## Fuente
=-=-=-=-=
Paul Bowles (1910- 1999) amaba Tánger y el desierto. Junto a su compañera y mujer Jane viajaron un día a África y nunca volvieron. “El Cielo Protector” una de las novelas más importantes de Bowles fue llevada al cine por Bernardo Bertolucci. Gracias a esta película la opinión pública redescubrió a Bowles. Pero eso no solo le dio una fama efímera, fue el descubrimiento de una obra maestra de la literatura del siglo XX. Y en parte se debió a que el hilo narrativo de esta novela no dejaba de ser una viva imagen de la relación que él siempre mantuvo con Jane. Esta película, que me fascino desde el primer fotograma, fue la espoleta del viaje a Marruecos a finales de los noventa.

Recuerdo la llegada a Tánger en ferry un caluroso atardecer de verano.  Desde la bahía de la ciudad pude ver el “Hotel Continental” donde Bertolucci ambiento varias de las escenas de la película “El Cielo Protector”. Yo ya tenía muy claro desde el principio que quería dormir en una de sus habitaciones.    

En esos años este hotel todavía conservaba el ambiente de lo que en su pasado fue Tánger. En la puerta del Hotel un fajín (botones) te recibía con un cigarrillo de Kif en los labios ataviado con el típico gorro Marroquí. Todo en el Hotel parecía no haber cambiado desde la segunda guerra mundial. El tiempo se había detenido en este lugar: las habitaciones con las paredes descarrilladlas, la piscina vacía llena de hojas secas, los pocos huéspedes que había esa noche alojados parecían sacados de una película de Agatha Christie, el precioso bar colonial con las botellas impregnadas de polvo.
=-=-=-=-=
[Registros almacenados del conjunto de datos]

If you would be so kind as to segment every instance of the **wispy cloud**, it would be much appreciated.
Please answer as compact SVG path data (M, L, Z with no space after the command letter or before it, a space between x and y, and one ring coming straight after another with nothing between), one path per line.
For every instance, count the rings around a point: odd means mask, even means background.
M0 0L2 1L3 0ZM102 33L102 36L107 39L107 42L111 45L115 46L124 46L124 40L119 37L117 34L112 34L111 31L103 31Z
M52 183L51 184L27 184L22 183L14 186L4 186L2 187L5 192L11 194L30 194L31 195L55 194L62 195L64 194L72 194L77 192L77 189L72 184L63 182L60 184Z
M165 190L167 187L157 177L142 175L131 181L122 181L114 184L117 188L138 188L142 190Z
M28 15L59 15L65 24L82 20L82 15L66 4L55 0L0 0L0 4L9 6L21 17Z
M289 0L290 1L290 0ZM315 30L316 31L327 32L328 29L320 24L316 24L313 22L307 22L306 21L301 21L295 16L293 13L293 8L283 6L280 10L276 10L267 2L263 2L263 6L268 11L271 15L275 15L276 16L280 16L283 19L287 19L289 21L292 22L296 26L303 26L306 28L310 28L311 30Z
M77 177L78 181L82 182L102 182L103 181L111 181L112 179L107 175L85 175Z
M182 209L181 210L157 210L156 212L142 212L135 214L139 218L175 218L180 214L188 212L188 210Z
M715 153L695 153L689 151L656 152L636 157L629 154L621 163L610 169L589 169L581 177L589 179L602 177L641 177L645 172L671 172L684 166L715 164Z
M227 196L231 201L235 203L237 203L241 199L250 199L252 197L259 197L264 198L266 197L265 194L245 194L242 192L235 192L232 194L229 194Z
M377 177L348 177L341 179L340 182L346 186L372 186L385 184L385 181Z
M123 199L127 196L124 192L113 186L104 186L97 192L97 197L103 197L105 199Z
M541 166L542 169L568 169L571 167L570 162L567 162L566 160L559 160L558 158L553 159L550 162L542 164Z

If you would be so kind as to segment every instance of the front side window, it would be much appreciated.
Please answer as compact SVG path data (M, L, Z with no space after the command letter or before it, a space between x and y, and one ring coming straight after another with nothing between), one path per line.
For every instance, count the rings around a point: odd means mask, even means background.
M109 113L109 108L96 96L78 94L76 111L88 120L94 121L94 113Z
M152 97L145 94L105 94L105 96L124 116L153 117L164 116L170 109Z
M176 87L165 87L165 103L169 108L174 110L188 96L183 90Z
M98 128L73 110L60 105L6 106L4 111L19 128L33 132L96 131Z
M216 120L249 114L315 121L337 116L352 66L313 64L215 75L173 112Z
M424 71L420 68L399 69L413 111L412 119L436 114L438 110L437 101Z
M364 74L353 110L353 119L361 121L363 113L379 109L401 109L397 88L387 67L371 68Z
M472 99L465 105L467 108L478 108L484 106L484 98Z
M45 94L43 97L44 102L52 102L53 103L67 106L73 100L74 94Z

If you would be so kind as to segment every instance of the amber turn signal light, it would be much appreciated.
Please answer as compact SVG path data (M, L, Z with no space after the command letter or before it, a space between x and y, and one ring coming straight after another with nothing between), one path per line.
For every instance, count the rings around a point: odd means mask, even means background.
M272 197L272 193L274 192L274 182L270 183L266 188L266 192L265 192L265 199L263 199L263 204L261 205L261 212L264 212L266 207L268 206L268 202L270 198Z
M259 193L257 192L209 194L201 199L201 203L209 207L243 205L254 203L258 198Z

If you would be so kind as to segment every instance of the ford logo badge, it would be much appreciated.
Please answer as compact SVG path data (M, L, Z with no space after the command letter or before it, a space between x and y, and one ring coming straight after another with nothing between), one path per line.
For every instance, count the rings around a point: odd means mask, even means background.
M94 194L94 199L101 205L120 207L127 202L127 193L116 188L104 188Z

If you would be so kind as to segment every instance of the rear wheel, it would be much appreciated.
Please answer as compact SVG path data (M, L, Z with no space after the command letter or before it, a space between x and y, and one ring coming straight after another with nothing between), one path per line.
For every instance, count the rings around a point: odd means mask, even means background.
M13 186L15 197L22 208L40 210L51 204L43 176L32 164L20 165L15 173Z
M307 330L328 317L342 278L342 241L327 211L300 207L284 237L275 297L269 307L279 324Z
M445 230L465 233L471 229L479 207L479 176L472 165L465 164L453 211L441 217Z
=-=-=-=-=
## Qué hacer
¿Puedes transcribir sin cambios el fragmento del texto sobre Paul Bowles y Tánger que va de "Recuerdo la llegada" a "de sus habitaciones."?

## Resultado
Recuerdo la llegada a Tánger en ferry un caluroso atardecer de verano.  Desde la bahía de la ciudad pude ver el “Hotel Continental” donde Bertolucci ambiento varias de las escenas de la película “El Cielo Protector”. Yo ya tenía muy claro desde el principio que quería dormir en una de sus habitaciones.